+++ Texto para leer

1. EL VALLE
La sombra no existe; lo que tú llamas sombra es la luz que no ves.
Henri Barbusse
Escribir sobre la luz, como sobre el agua, precisa de una anécdota legendaria, ya sea real o ficticia, pues esto no importa cuando lo que se trata de explicar es un elemento que determina el mundo según sus leyes, que emite pero también refleja. La leyenda comienza en la Grecia clásica, el origen de todo, y el protagonista es el hombre que dijo era capaz de mover el mundo con una palanca lo suficientemente larga y un punto de apoyo: Arquímedes de Siracusa. El matemático, físico, ingeniero, astrónomo e inventor, según cuenta el historiador Luciano de Samosata, repelió durante el Sitio de Siracusa (213-211 a. C.) un ataque de la Flota romana con un espejo ustorio. Un artefacto cóncavo que, ubicado frente al sol, refleja sus rayos y los reúne en un foco de luz y calor capaz de incendiar los barcos enemigos.
Los antiguos, como Arquímedes, no tenían los instrumentos para estudiar con rigor la naturaleza de la luz y basaban su conocimiento en especulaciones. Parece que durante estos años lo que realmente intrigaba a los griegos era la naturaleza de la vista. Algunos sostenían que la fuente luminosa eran los ojos, otros defendían que se originaba en los objetos. Pasaron varios siglos hasta que el tema de la naturaleza fundamental de la luz se trató de forma más científica. Entre los siglos XVI y XVII se generalizó el empleo de lentes y espejos y se desarrolló la Óptica y sus leyes de la reflexión y la refracción. Estos avances resultarían decisivos para las conquistas del conocimiento de Kepler y Galileo. Sin embargo, estos descubrimientos no aportaron gran cosa sobre la naturaleza fundamental de la luz.

++++++
+++ Datos proporcionados

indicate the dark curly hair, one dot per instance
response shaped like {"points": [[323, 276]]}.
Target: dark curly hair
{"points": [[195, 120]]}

++++++

> _Trabajo requerido_:
A - Responde a estas preguntas con datos del texto sobre la luz:
(i) ¿Con qué artefacto repelió Arquímedes el ataque de la flota romana?
(ii) ¿Qué historiador relata ese episodio?
(iii) ¿Entre qué siglos se generalizó el empleo de lentes y espejos?
B - Enumera todas las ocupaciones que el texto sobre la luz atribuye a Arquímedes.
C - Prosigue el texto sobre la luz a partir de su última oración.

> _Respuestas en orden_:
A -
(i) Con un espejo ustorio.
(ii) Luciano de Samosata.
(iii) Entre los siglos XVI y XVII.

B - Matemático, físico, ingeniero, astrónomo e inventor.

C -
En realidad, fue Isaac Newton (1642-1726), siglos más tarde, el primero que estudió con rigor la naturaleza de la luz. Sugirió que estaba formada por partículas materiales que se propagaban en línea recta desde un cuerpo luminoso (emisor) hasta el receptor (ojo) en forma de diminutos corpúsculos a más velocidad en los medios más densos (como el sonido). Newton consiguió explicar el comportamiento de la luz en la reflexión y en la refracción suponiendo que aquélla consistía en una corriente de partículas. La reflexión luminosa la identificó con un rebote de partículas elásticas contra una pared rígida. Para demostrar el matrimonio entre su teoría y la refracción tuvo más problemas, pero la justificó asegurando que cerca de la superficie de separación de dos medios transparentes distintos, los corpúsculos de luz se encuentran con fuerzas atractivas que provocan un cambio de dirección y de velocidad en la luz.
Casi de modo contemporáneo, el holandés Christian Huygens (1629-1695) rivalizó con el modelo corpuscular y propuso la teoría ondulatoria de la luz, en la que sostenía que la luz viajaba más despacio en medios más densos. Para la propagación de las ondas se precisa de un soporte, que en aquella época Huygens identificó con el éter, el medio sutil y elástico que, entonces se pensaba, llenaba el vacío. El holandés consideró que todo objeto luminoso produce perturbaciones en el éter (del mismo modo que una piedra en un estanque) en forma de ondulaciones regulares, las cuales se propagan en todas las direcciones espaciales como ondas esféricas. Mediante este modelo se podía explicar tanto la propagación rectilínea de la luz como los fenómenos de la reflexión y la refracción, que ya eran comunes al resto de fenómenos ondulatorios conocidos en la época. Sin embargo, pese a ser una propuesta menos artificiosa que la desarrollada por Newton, pasó desapercibida en parte como consecuencia del enorme peso científico e influencia del inglés, cuya teoría corpuscular predominó durante el siglo XVIII.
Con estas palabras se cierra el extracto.